-- WORK TO COMPLETE --
Output, please, every line from the line that holds "of the green" to the end, exactly as written.

-- DATASET ENTRIES --

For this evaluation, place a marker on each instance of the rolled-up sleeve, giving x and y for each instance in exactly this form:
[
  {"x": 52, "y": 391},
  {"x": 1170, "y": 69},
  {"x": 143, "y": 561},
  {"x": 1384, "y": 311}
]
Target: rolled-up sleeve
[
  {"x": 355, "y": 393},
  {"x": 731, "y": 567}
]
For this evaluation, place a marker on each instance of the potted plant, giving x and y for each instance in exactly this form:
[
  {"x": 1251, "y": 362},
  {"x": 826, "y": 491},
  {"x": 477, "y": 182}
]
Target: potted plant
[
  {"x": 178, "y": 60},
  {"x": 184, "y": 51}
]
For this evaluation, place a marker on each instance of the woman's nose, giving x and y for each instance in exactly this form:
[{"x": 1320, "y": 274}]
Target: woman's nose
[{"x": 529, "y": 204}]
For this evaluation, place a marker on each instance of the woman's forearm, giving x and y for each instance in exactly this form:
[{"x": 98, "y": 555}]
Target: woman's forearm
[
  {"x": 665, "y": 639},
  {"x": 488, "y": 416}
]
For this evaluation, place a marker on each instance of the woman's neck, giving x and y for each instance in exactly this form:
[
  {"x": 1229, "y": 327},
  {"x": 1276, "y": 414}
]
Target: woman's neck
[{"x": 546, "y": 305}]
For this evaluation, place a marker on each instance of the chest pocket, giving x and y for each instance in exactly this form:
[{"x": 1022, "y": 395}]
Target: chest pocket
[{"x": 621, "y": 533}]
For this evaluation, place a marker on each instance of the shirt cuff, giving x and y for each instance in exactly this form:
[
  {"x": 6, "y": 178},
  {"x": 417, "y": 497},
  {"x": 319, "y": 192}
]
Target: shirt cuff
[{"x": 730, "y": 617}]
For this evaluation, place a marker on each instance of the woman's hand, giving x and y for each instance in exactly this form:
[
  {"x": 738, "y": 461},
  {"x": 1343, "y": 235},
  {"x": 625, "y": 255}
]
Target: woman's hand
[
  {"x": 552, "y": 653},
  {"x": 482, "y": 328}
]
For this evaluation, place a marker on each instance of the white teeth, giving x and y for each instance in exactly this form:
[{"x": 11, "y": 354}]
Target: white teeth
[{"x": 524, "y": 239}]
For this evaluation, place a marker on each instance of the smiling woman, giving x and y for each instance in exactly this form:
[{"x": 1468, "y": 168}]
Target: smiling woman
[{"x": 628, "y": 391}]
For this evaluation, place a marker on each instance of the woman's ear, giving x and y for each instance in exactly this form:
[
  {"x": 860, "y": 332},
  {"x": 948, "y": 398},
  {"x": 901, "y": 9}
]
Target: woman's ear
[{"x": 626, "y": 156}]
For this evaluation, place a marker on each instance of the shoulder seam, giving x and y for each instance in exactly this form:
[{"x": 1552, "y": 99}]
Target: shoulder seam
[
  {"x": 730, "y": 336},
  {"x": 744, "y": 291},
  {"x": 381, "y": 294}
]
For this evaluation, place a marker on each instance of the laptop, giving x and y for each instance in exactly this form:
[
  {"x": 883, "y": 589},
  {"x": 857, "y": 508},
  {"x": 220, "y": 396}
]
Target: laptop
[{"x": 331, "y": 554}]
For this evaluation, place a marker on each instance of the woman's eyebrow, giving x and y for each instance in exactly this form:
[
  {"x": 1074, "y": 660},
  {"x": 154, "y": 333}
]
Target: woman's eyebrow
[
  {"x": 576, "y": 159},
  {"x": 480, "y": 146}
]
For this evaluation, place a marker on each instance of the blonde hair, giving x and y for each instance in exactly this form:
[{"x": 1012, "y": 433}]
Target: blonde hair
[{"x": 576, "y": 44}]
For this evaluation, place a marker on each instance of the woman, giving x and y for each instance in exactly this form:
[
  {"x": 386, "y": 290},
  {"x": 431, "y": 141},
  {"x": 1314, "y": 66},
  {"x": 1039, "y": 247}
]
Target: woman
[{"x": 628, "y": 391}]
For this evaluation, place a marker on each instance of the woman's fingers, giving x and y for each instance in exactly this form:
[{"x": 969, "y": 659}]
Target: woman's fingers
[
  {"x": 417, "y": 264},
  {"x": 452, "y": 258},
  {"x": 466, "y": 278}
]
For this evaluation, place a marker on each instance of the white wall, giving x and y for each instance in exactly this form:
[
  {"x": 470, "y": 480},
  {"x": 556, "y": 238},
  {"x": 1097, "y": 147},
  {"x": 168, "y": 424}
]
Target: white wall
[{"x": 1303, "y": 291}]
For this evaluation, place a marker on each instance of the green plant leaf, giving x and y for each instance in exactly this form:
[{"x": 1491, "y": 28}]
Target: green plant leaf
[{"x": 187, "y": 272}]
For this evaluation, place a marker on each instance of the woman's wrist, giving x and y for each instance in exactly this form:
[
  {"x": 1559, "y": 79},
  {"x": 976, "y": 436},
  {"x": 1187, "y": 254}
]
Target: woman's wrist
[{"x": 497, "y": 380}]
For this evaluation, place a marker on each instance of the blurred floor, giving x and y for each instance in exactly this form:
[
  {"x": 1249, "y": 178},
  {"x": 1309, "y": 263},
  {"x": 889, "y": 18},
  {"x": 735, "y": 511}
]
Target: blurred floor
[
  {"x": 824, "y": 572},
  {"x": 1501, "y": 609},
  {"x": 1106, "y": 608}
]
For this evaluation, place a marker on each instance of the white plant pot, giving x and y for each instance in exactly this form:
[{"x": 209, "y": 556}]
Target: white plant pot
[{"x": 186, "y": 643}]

-- EXERCISE SOLUTION --
For this evaluation, place a marker on each instance of the green plant leaf, giving x and y for each instance in exactly this form:
[{"x": 1491, "y": 28}]
Target: green plant leaf
[{"x": 187, "y": 272}]
For this evaluation, place a marker on each instance of the woman's wrist, giving x and y for each instance in exactly this form:
[
  {"x": 1559, "y": 79},
  {"x": 976, "y": 436},
  {"x": 1187, "y": 254}
]
Target: woman's wrist
[{"x": 497, "y": 380}]
For this evaluation, place a marker on each instance of the blurred floor, giving x and y for each instance in exactly this form:
[
  {"x": 1249, "y": 178},
  {"x": 1309, "y": 263},
  {"x": 889, "y": 18},
  {"x": 735, "y": 511}
]
Target: blurred floor
[
  {"x": 824, "y": 572},
  {"x": 1501, "y": 609},
  {"x": 1106, "y": 608}
]
For this evaluation, place a marker on each instance of the white plant pot, giving x and y for each instance in exactly this form:
[{"x": 209, "y": 556}]
Target: white plant pot
[{"x": 186, "y": 643}]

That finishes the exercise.